## [Directions]
The full listing is to be transcribed exactly, with each picture left out.

== Input data

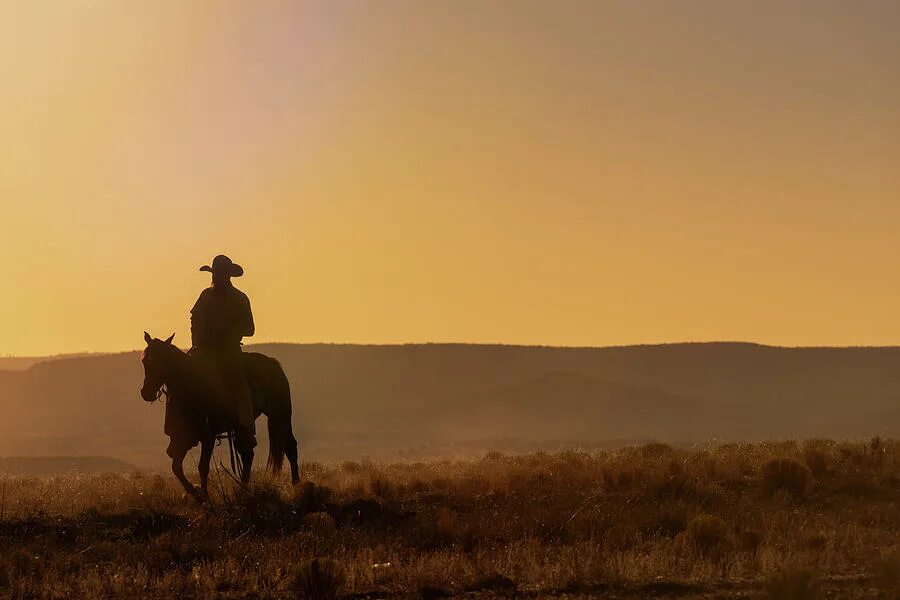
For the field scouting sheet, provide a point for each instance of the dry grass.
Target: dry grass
(733, 520)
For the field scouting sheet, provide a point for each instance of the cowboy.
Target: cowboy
(220, 318)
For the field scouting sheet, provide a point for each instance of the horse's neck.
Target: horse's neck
(178, 379)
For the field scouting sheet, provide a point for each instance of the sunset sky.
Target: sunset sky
(556, 172)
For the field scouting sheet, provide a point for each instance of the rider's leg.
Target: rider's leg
(178, 455)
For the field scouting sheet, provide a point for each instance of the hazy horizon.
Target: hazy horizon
(563, 173)
(248, 345)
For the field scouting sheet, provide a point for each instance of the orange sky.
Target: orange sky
(578, 173)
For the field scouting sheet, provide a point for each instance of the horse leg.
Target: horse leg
(290, 449)
(178, 469)
(206, 448)
(245, 441)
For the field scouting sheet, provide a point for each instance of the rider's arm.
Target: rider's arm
(199, 323)
(248, 328)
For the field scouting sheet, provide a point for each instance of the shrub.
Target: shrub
(707, 532)
(788, 475)
(793, 584)
(816, 460)
(318, 579)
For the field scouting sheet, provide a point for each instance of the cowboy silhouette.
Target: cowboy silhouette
(221, 317)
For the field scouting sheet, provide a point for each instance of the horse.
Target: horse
(191, 417)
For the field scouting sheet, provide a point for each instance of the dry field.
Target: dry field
(788, 520)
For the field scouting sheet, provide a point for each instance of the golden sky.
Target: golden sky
(554, 172)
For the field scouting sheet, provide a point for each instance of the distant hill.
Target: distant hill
(37, 466)
(353, 400)
(20, 363)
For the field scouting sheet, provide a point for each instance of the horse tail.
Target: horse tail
(277, 439)
(281, 437)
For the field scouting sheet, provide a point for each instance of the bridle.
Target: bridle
(162, 391)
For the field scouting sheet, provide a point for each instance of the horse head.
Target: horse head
(157, 362)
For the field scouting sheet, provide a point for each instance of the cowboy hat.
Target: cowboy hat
(223, 264)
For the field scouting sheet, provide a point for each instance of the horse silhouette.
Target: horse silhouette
(194, 415)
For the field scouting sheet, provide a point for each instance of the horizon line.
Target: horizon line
(88, 353)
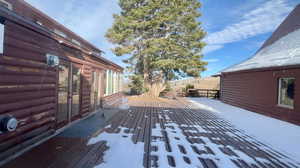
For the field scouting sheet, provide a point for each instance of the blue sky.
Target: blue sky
(235, 28)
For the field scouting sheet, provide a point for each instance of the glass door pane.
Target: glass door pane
(93, 91)
(63, 94)
(76, 83)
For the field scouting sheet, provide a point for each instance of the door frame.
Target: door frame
(70, 118)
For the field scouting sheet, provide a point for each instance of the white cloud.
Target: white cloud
(211, 60)
(211, 48)
(260, 20)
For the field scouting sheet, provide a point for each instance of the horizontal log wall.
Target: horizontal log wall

====

## [Exercise output]
For the field scouting sheet, provide a point for each instance of the dry grass.
Target: dry grass
(733, 520)
For the field scouting sheet, provide a point for each instance of the cowboy.
Target: cowboy
(220, 318)
For the field scouting sheet, provide a point for each instance of the horse's neck.
Target: horse's neck
(178, 379)
For the field scouting sheet, provide a point for each instance of the sunset sky.
Target: sunset sky
(556, 172)
For the field scouting sheet, provide a point for each instance of the rider's leg.
Target: rider's leg
(178, 455)
For the field scouting sheet, provide a point for each instance of the hazy horizon.
Target: hazy horizon
(563, 173)
(248, 345)
For the field scouting sheet, provide a point for each instance of the orange sky.
Target: orange sky
(578, 173)
For the field scouting sheet, provide a point for each instance of the horse leg.
Target: horse leg
(290, 449)
(178, 469)
(206, 448)
(245, 441)
For the field scouting sheet, provide a point for each instance of the rider's arm.
Target: rider's arm
(199, 323)
(248, 328)
For the field scouting sheet, provide a point for each instance of the shrub.
Target: shrub
(707, 532)
(788, 475)
(793, 584)
(816, 460)
(318, 579)
For the field scouting sheet, provide a point for each instance of the cowboy silhouette.
Target: cowboy silhouette
(221, 317)
For the field scouting sheet, provide a point for each instance of the horse.
Target: horse
(191, 417)
For the field scouting sheet, provide a point for each instance of the dry field.
Target: dry field
(788, 520)
For the field scouting sheet, provide a point for each instance of the golden sky.
Target: golden sky
(554, 172)
For the field scouting sheet, provide a point for each instance of the distant hill.
Target: distant hill
(37, 466)
(353, 400)
(20, 363)
For the field scouting sheet, provide a point for each instance of the horse tail.
Target: horse tail
(277, 439)
(281, 437)
For the field scouting sheet, provide a point for each instance of the bridle.
Target: bridle
(162, 391)
For the field scouting sheet, provide a point for each instance of the horse head.
Target: horse head
(157, 362)
For the field scouting sheet, provide a point for each instance of the cowboy hat.
Target: cowboy hat
(223, 264)
For the field scouting sheet, provide a point for each instance of the horse silhouette.
Target: horse silhouette
(194, 415)
For the field scouting sheet, provide a point for each instance of the horizon line.
Target: horizon line
(88, 353)
For the field scouting sheet, provide a point for each instance of the blue sky.
Target: blue sky
(235, 28)
For the field scouting sheet, provide a point for each instance of the glass door pane.
Target: glass door pane
(93, 91)
(63, 94)
(76, 83)
For the field scouting sheet, provide a point for each instance of the door frame.
Target: door frame
(70, 118)
For the field scouting sheet, provide a point for each instance of the white cloud.
Target: white cloud
(211, 60)
(211, 48)
(260, 20)
For the field scouting sheet, provide a point for each instance of the horizontal log wall.
Target: horizontal log wall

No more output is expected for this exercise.